▶ **Records**:
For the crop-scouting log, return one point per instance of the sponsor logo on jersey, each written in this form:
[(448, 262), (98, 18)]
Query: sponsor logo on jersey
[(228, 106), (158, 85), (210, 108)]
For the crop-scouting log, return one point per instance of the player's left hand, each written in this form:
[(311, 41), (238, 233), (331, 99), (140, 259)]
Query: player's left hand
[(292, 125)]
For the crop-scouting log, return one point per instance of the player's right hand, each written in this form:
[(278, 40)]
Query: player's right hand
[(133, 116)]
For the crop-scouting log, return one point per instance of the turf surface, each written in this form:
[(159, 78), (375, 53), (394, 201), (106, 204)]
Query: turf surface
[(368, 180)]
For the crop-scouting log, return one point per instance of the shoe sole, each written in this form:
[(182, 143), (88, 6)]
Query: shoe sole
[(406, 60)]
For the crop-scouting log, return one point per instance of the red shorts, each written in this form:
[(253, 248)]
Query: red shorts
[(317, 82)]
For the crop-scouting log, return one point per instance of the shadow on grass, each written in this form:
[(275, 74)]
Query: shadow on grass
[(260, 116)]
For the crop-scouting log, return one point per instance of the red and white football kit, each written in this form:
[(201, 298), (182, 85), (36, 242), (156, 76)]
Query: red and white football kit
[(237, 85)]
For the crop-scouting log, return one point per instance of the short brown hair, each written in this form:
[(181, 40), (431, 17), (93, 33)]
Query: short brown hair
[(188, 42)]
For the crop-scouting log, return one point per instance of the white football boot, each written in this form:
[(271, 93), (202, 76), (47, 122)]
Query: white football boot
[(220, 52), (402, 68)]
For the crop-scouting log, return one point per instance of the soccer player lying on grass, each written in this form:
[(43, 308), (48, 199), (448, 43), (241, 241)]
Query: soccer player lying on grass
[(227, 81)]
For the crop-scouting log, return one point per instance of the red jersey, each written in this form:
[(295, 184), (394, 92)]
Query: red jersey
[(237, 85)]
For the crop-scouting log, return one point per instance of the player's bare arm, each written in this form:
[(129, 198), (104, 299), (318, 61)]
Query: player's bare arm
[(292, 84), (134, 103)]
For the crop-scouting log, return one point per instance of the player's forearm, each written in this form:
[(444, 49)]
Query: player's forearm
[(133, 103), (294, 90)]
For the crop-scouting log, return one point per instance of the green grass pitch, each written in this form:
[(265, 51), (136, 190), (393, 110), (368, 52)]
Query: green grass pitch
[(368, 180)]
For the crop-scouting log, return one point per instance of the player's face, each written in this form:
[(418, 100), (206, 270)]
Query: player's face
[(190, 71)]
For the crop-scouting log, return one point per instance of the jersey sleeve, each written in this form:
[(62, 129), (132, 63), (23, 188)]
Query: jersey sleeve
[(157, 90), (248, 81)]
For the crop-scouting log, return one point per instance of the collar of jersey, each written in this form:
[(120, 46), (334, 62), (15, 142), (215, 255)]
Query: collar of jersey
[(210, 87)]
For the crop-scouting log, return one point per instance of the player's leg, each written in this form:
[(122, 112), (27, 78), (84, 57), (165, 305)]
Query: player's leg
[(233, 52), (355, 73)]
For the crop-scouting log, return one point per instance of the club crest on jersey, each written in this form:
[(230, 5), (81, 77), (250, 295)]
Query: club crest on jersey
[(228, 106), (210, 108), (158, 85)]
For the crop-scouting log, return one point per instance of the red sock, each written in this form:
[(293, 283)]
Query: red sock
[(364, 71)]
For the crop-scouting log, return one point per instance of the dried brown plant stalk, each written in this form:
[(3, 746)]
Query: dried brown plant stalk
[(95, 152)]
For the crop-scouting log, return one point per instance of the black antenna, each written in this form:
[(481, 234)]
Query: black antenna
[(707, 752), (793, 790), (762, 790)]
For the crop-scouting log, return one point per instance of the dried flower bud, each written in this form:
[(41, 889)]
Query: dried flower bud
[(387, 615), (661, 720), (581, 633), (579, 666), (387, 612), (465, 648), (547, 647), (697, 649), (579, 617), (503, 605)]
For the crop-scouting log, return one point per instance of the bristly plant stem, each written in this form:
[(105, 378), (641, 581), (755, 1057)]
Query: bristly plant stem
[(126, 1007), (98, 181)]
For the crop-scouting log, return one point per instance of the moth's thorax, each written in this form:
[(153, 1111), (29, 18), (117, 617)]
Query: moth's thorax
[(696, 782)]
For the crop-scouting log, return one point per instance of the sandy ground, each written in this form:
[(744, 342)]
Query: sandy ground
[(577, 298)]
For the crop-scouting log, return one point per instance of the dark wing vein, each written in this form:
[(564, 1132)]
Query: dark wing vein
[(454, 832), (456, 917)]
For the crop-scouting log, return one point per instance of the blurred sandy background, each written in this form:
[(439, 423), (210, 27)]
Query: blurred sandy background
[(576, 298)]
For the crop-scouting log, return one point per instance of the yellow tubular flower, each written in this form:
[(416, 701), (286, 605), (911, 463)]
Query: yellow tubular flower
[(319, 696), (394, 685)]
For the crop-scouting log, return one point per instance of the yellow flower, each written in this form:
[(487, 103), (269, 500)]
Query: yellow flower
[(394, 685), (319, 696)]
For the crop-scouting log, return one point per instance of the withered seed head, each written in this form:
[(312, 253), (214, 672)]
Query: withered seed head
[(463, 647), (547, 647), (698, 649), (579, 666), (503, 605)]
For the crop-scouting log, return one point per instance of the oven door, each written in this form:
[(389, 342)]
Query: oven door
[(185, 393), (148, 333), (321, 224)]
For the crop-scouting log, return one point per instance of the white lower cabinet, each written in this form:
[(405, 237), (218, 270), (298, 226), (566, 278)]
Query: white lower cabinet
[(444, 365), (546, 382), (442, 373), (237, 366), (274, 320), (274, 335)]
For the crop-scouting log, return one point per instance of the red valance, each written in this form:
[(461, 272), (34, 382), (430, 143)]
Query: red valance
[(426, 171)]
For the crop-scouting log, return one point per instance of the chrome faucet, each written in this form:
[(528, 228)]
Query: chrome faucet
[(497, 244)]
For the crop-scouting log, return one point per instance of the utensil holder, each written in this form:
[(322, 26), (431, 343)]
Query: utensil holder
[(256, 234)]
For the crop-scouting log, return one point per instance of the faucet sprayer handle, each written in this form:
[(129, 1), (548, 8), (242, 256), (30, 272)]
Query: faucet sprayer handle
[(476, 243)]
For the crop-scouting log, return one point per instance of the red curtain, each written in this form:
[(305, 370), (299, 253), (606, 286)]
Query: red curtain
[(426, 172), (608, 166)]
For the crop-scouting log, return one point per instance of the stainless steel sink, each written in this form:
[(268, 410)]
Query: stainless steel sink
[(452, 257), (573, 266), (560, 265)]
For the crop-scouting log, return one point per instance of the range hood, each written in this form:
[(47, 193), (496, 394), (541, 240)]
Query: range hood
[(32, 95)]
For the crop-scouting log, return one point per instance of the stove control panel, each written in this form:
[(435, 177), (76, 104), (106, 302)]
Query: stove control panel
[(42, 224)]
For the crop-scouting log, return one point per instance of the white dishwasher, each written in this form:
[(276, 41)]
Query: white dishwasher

▶ **Written task**: Each line above is to be repeated exactly.

▶ **The answer**:
For the crop-scouting log, return one point per instance of the sponsor logo on jersey, each written in this form:
[(448, 262), (98, 18)]
Query: sponsor logo on jersey
[(228, 106), (158, 85), (210, 108)]
For the crop-scouting log, return one point per instance of the player's left hand, each written in this form:
[(311, 41), (238, 233), (331, 99), (140, 259)]
Query: player's left hand
[(292, 125)]
For the crop-scouting log, return one point per instance of the player's right hand, each written in this form:
[(278, 40)]
Query: player's right hand
[(133, 116)]
For the crop-scouting log, return one point per instance of the turf surface, each written in this form:
[(159, 78), (375, 53), (394, 201), (106, 204)]
Query: turf surface
[(368, 180)]
For the crop-scouting log, return one point per instance of the shoe sole, each written in this form:
[(182, 143), (88, 6)]
Query: shoe sole
[(406, 60)]
For the crop-scouting log, return one point per instance of the red shorts, each written in this form:
[(253, 248)]
Query: red shorts
[(317, 82)]
For the crop-scouting log, return one point per instance of the shadow on grass, each written in this form:
[(275, 74)]
Query: shadow on grass
[(260, 116)]
For the crop-scouting log, return one point per instance of the red and white football kit, each written in this form:
[(201, 298), (182, 85), (36, 242), (156, 76)]
Query: red and white football kit
[(237, 85)]
For the crop-scouting log, return one point per instance of the short brown hair, each written in this form:
[(181, 40), (431, 17), (93, 33)]
Query: short brown hair
[(188, 42)]
For the crop-scouting log, return one point per instance of the white football boot, each written in this form:
[(271, 93), (202, 76), (47, 122)]
Query: white football boot
[(220, 52), (402, 68)]
For the crop-scouting log, return one point per instance of the soccer player lying on grass, each written in this form:
[(43, 308), (48, 199), (448, 43), (241, 241)]
Query: soccer player lying on grass
[(227, 81)]
For the crop-scouting log, return one point per instance of the red jersey, each written in this form:
[(295, 184), (394, 92)]
Query: red jersey
[(237, 85)]
For the crop-scouting log, return one point per instance of the player's bare arm, each written in this form:
[(129, 198), (104, 299), (318, 61)]
Query: player's bare arm
[(292, 84), (134, 103)]
For the crop-scouting log, return one point per instance of the player's forearm, each written in this form:
[(444, 49)]
Query: player's forearm
[(133, 103), (294, 90)]
For the crop-scouting log, return one point per instance of the green grass pitch, each written in this form:
[(265, 51), (136, 190), (393, 110), (368, 52)]
Query: green grass pitch
[(368, 180)]
For the crop-scouting log, return one point per instance of the player's face, each written in this form:
[(418, 100), (206, 270)]
Query: player's face
[(190, 71)]
For the crop-scouting log, return one point per instance of the jersey sleeve, each written in this form:
[(62, 129), (132, 63), (23, 188)]
Query: jersey sleeve
[(157, 90), (248, 81)]
For the crop-scouting log, return one point per instance of the collar of jersey, each written in this form:
[(120, 46), (334, 62), (15, 142), (215, 255)]
Query: collar of jersey
[(210, 87)]
For the crop-scouting log, return one point per instance of the player's leg, each written in this form:
[(122, 112), (27, 78), (84, 57), (165, 305)]
Query: player's leg
[(233, 52), (355, 73)]
For the crop-scouting log, return one point per instance of the club crest on jersey, each written in this form:
[(230, 5), (81, 77), (250, 295)]
Query: club crest on jersey
[(228, 106), (210, 108), (158, 85)]
For the crop-scouting log, return one point per instance of the red sock, each written in this form:
[(293, 283)]
Query: red sock
[(364, 71)]
For the crop-scouting log, return one point per instance of the dried brown plant stalk, each written in this form:
[(3, 746)]
Query: dried brown plant stalk
[(95, 152)]
For the crop-scouting log, return one point per instance of the black antenna, each written in this form:
[(481, 234)]
Query: black antenna
[(707, 752), (793, 790), (762, 790)]
For the crop-scouting log, return one point per instance of the dried flower bud, each written in this form:
[(41, 889)]
Query: dried flower bud
[(387, 615), (661, 720), (581, 633), (579, 666), (387, 612), (465, 648), (547, 647), (697, 649), (579, 617), (503, 605)]
For the crop-scouting log, return one point per instance of the bristly plant stem, each written in this form:
[(105, 378), (641, 581), (755, 1057)]
Query: bristly plant stem
[(126, 1007), (98, 181)]
For the crop-scouting log, return one point per instance of the moth's thorax, each written in this form:
[(153, 1111), (29, 18), (117, 617)]
Query: moth's thorax
[(696, 782)]
For the crop-scouting log, return one point per instance of the sandy ground, each written in this form:
[(744, 342)]
Query: sandy ground
[(577, 298)]
For the crop-scouting log, return one point per instance of the dark wing vein, each written in this form:
[(564, 1132)]
Query: dark wing vein
[(454, 832), (456, 917)]
For the crop-scouting log, return one point per instance of the blurred sandy background, each written in this form:
[(439, 423), (210, 27)]
Query: blurred sandy background
[(576, 298)]
For the crop-scouting log, return one point per instance of the yellow tubular flower, each written in this form:
[(416, 701), (286, 605), (911, 463)]
Query: yellow tubular flower
[(319, 696), (394, 685)]
For the crop-scouting log, return one point per instance of the yellow flower, each written in this form:
[(487, 103), (269, 500)]
Query: yellow flower
[(394, 685), (319, 696)]
For the crop-scouting log, return one point per instance of the withered seed head, each written in this form:
[(312, 253), (214, 672)]
Query: withered seed head
[(463, 647), (547, 647), (698, 649), (579, 666), (503, 605)]
For the crop-scouting log, return one point per instance of the oven door, each written in this form:
[(389, 342)]
Query: oven door
[(185, 393), (148, 333), (321, 224)]
For the crop-scouting log, return one point per instance of the white lower cabinet, each written in this form:
[(405, 237), (218, 270), (298, 226), (566, 278)]
Query: white lower cabinet
[(444, 365), (546, 382), (442, 373), (237, 366), (274, 320), (274, 335)]
For the crop-scouting log, return one point per instance of the red valance, each written in this form:
[(461, 272), (34, 382), (430, 143)]
Query: red valance
[(426, 171)]
For the crop-scouting log, return one point per instance of the chrome faucet, each written in this form:
[(528, 228)]
Query: chrome faucet
[(497, 244)]
For the crop-scouting log, return one point per instance of the utensil holder, each written in this form:
[(322, 26), (431, 343)]
Query: utensil holder
[(256, 234)]
For the crop-scouting log, return one point per instance of the faucet sprayer handle, each written in this form:
[(129, 1), (548, 8), (242, 256), (30, 272)]
Query: faucet sprayer handle
[(476, 243)]
For the crop-scouting log, return one point per instance of the red curtain, each written in this form:
[(305, 370), (299, 253), (606, 286)]
Query: red curtain
[(426, 172), (608, 166)]
For the crop-scouting log, return one point per instance of the stainless steel sink, each written in this form:
[(268, 410)]
Query: stainless steel sink
[(452, 257), (573, 266), (560, 265)]
For the crop-scouting log, return one point per instance of the range hood, each written in this form:
[(47, 193), (496, 394), (541, 240)]
Query: range hood
[(32, 95)]
For the crop-scouting log, return one point per instance of the stove control panel, each written in this form:
[(435, 177), (76, 104), (106, 302)]
Query: stove control panel
[(42, 224)]
For the crop-scouting log, return one point per instance of the white dishwasher, each written in this form:
[(276, 41)]
Query: white dishwasher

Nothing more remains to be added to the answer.